**What to work on**
Scan the entries below for lines holding "rise". Give the number of such lines alone.
═══ Given data
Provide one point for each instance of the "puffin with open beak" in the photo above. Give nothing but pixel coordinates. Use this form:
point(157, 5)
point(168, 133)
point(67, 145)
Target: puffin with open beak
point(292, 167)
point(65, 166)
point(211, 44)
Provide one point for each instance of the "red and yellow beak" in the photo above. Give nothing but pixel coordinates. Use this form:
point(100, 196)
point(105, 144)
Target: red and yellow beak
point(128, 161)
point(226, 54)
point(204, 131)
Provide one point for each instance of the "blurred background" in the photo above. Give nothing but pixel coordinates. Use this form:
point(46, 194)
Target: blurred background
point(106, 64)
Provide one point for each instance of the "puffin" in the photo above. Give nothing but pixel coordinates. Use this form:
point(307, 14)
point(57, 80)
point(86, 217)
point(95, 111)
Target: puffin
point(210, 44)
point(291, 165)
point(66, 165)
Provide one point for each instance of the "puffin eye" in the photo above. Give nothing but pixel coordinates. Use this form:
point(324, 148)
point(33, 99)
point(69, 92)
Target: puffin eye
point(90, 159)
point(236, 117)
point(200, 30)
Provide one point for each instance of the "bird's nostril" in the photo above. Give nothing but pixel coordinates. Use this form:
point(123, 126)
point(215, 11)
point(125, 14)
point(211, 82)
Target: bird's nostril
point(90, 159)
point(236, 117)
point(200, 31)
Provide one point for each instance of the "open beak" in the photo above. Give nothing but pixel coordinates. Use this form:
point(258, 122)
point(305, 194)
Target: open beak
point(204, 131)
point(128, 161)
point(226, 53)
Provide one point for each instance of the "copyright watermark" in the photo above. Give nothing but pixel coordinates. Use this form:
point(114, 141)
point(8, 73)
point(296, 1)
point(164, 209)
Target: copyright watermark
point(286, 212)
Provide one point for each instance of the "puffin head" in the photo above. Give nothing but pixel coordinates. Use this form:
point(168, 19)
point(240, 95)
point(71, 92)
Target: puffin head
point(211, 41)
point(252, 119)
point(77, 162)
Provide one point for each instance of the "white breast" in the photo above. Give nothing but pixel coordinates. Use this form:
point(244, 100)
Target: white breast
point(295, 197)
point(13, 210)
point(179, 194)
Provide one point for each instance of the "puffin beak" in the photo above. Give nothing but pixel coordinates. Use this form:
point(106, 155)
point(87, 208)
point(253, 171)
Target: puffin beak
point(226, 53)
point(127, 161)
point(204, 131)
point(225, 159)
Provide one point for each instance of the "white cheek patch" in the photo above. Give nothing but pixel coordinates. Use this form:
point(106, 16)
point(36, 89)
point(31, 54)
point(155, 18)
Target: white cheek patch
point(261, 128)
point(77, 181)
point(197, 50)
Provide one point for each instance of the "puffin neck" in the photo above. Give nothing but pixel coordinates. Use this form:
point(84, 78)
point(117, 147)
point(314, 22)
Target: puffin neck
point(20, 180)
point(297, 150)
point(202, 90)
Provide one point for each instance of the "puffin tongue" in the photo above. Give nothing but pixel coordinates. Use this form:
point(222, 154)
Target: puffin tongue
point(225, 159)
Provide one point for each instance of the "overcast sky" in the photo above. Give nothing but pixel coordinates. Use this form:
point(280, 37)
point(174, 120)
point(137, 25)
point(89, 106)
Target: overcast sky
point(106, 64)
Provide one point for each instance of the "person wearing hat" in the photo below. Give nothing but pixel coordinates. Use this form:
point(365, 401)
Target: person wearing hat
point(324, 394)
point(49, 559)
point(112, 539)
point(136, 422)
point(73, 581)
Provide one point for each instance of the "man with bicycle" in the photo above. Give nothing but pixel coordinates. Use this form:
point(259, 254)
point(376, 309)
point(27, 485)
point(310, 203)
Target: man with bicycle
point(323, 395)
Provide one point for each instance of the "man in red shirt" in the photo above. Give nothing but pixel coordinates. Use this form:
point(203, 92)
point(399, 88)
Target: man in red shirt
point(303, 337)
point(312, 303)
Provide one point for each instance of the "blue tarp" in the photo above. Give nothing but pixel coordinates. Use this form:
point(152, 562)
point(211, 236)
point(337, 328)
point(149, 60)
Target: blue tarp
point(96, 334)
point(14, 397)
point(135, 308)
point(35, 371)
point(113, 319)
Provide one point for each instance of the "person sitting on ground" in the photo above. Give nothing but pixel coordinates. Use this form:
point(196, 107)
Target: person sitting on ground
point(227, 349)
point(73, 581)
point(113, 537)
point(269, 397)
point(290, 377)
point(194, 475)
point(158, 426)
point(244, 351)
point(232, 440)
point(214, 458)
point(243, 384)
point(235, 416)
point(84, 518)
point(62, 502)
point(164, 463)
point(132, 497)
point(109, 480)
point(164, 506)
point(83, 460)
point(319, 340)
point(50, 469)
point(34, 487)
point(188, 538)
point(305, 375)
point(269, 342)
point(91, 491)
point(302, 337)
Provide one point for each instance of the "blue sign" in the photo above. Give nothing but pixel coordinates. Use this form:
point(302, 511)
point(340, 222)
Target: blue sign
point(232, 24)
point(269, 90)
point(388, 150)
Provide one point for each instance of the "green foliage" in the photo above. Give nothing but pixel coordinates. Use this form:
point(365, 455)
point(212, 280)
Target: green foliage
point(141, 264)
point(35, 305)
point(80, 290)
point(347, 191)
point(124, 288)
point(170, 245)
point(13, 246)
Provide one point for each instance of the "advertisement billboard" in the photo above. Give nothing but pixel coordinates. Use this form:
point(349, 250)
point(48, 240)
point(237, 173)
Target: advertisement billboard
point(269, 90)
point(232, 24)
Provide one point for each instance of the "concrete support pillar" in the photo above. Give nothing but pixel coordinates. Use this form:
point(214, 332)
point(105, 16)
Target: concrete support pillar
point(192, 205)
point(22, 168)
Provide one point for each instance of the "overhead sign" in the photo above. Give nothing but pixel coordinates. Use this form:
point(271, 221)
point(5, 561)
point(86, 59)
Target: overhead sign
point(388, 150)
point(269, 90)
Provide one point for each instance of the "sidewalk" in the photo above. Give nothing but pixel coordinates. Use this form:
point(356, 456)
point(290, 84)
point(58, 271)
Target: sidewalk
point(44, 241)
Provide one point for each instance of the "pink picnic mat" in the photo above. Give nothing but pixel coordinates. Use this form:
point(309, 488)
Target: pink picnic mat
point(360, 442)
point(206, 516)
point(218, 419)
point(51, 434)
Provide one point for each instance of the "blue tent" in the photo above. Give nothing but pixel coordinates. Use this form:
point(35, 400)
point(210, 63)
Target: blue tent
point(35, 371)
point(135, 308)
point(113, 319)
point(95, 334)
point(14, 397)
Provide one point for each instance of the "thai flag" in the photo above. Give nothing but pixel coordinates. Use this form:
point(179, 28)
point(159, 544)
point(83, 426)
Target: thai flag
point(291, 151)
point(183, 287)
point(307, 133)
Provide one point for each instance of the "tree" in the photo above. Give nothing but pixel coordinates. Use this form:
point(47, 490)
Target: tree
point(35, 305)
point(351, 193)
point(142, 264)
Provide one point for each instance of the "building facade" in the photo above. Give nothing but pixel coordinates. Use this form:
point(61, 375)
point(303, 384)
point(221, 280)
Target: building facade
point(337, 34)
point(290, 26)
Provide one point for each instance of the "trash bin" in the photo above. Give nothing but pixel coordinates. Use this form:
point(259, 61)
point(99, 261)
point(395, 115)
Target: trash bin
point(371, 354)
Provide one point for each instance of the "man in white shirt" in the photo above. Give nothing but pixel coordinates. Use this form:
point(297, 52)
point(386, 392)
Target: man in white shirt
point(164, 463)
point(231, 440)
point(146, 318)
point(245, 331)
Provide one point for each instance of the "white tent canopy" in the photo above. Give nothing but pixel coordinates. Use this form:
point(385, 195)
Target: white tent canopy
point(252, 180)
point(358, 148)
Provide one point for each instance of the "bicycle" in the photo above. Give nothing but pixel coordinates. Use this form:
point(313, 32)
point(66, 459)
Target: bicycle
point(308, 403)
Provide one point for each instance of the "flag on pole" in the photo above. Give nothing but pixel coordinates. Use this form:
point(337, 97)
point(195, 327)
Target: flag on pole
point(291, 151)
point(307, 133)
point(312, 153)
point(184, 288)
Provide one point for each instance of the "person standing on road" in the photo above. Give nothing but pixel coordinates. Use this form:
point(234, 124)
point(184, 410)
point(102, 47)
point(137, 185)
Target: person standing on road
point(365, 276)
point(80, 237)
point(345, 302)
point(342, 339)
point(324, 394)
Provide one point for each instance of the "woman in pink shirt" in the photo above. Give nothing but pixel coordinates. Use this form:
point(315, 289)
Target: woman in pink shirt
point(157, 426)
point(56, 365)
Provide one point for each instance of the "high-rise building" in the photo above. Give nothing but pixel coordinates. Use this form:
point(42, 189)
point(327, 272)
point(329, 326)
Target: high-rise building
══════
**Answer below**
2